以下の各行に出てくる「marker」をすべて「pin」に差し替え、それ以外は一切変えずに全行を書き直してください。

>>>

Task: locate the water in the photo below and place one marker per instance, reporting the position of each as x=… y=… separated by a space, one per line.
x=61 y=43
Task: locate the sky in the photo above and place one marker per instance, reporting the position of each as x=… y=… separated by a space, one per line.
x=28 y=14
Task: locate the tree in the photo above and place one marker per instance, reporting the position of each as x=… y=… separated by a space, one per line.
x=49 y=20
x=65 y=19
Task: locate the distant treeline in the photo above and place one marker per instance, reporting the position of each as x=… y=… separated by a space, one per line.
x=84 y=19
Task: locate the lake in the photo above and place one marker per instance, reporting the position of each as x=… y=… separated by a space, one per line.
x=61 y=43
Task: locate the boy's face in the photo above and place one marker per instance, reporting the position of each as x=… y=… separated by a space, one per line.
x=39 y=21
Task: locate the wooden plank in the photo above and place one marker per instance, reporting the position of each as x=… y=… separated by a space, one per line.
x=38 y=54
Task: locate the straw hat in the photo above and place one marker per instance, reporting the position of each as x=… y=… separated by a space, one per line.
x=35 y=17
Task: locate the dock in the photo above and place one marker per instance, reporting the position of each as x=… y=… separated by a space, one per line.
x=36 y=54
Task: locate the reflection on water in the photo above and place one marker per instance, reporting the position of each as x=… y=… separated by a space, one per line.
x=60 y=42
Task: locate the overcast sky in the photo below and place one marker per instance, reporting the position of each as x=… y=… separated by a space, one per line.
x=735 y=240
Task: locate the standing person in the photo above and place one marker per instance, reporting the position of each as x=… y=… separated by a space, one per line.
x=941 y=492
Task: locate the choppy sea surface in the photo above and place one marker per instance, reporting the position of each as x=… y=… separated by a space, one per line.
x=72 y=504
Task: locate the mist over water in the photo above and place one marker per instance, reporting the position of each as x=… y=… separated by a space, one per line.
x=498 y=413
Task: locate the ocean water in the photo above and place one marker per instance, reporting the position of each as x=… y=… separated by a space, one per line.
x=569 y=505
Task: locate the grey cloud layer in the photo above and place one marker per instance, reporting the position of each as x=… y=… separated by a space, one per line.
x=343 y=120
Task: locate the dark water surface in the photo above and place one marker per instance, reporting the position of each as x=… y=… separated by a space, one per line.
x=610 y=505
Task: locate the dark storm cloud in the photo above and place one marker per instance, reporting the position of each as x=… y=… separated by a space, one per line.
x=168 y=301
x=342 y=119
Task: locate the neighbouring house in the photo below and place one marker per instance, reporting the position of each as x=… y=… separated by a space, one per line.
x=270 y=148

<<<

**解答**
Task: locate the water in the photo below and place one pin per instance, reporting the position of each as x=… y=… separated by a space, one per line.
x=61 y=43
Task: locate the sky in the photo above and place one pin per instance, reporting the position of each as x=… y=… separated by a space, one per line.
x=28 y=14
Task: locate the tree in the photo above and place one pin per instance, reporting the position of each as x=… y=… separated by a space, one per line.
x=49 y=20
x=65 y=19
Task: locate the distant treeline in the photo above and place one pin per instance, reporting the position of each as x=… y=… separated by a space, one per line.
x=84 y=19
Task: locate the lake in the photo above and place one pin per instance, reporting the position of each as x=… y=… separated by a space, one per line.
x=61 y=43
Task: locate the boy's face in the photo above and place one pin per instance, reporting the position of each as x=… y=… separated by a space, one per line.
x=39 y=21
Task: locate the wooden plank in the photo above and place one pin per instance, reporting the position of each as x=… y=… separated by a space, one per line.
x=38 y=54
Task: locate the straw hat in the photo above and place one pin per instance, reporting the position of each as x=… y=… separated by a space, one per line.
x=35 y=17
Task: locate the dock in the photo above and place one pin per instance, reporting the position of each as x=… y=… separated by a space, one per line.
x=36 y=54
Task: locate the reflection on water in the photo above and place one pin per instance, reporting the position of each as x=… y=… separated by a space, one per line.
x=60 y=42
Task: locate the overcast sky in the photo below and place one pin per instance, reporting the position of each as x=… y=… separated by a space, one per line.
x=735 y=240
Task: locate the standing person in the photo above and place one pin per instance, reporting the position of each as x=… y=… separated by a space, one per line.
x=941 y=492
Task: locate the choppy sea surface in the photo above and place one pin per instance, reporting the position of each as x=… y=… separated by a space, one per line.
x=72 y=504
Task: locate the mist over water in the photo above and place one pin per instance, reporting the position of each as x=… y=… separated by a space, one per line.
x=498 y=413
Task: locate the ocean water in the photo above and place one pin per instance, reporting the position of each as x=… y=… separated by a space, one per line.
x=569 y=505
Task: locate the grey cloud layer in the photo above and place one pin per instance, reporting the position of each as x=… y=… separated by a space, one per line.
x=343 y=120
Task: locate the dark water surface in the photo above and place one pin per instance, reporting the position of each as x=… y=… separated by a space, one per line.
x=610 y=505
Task: locate the dark storm cloud in the photo above and place one pin per instance, reporting the position of each as x=… y=… separated by a space, one per line.
x=168 y=301
x=342 y=119
Task: locate the neighbouring house in the photo below and place one pin per instance, reporting the position of each as x=… y=… separated by a space, one per line.
x=270 y=148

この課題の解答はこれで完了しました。